[WHAT IS ASKED]
A) Duplicate the part of the Ride language overview below starting at "## Overview" and ending at "source of frustration.".
B) Answer these questions using the Ride language overview below:
(i) Which language is Ride broadly based on?
(ii) How has Ride implemented iterations?
(iii) What kind of applications is Ride designed for building?

[TEXT EXCERPT]
Ride is easy to learn, especially for beginning developers. This brochure gives a comprehensive introduction to Ride, along with examples and further tools and resources.

## Overview
Ride is a statically-typed, lazy, functional, expression-based compiled programming language. It is designed for building developer-friendly decentralized applications (dApps).

Ride is not Turing Complete and its execution engine (virtual machine) doesn’t have any concept of loops or possibility for recursions. Also, there are a number of limitations by design, helping to ensure execution is secure and straightforward. However, we recognize that iterations are necessary and have implemented them as FOLD macros (see below). One of the key features is that the execution cost is always predictable and known in advance, so all code executes as intended with no failed transactions recorded on-chain – removing a significant source of frustration.

Despite being simple to use, however, Ride is powerful and offers wide-ranging functionality to developers. It’s broadly based on Scala and is also influenced by F# and the functional paradigm.

[COLLECTED DATA]

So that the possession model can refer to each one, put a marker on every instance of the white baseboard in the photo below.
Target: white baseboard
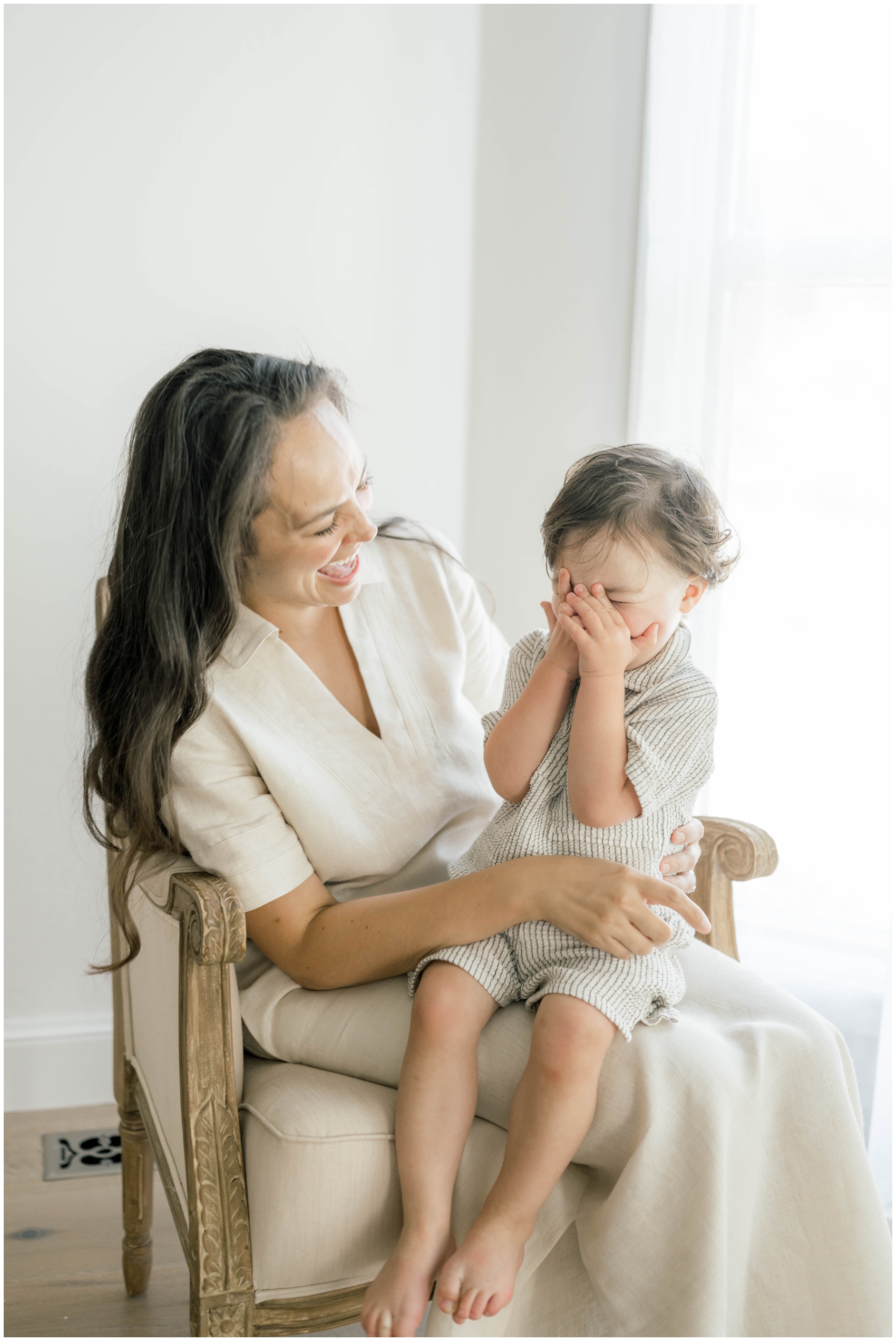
(58, 1061)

[TASK SOLUTIONS]
A)
## Overview
Ride is a statically-typed, lazy, functional, expression-based compiled programming language. It is designed for building developer-friendly decentralized applications (dApps).

Ride is not Turing Complete and its execution engine (virtual machine) doesn’t have any concept of loops or possibility for recursions. Also, there are a number of limitations by design, helping to ensure execution is secure and straightforward. However, we recognize that iterations are necessary and have implemented them as FOLD macros (see below). One of the key features is that the execution cost is always predictable and known in advance, so all code executes as intended with no failed transactions recorded on-chain – removing a significant source of frustration.

B)
(i) Scala
(ii) As FOLD macros
(iii) Developer-friendly decentralized applications (dApps)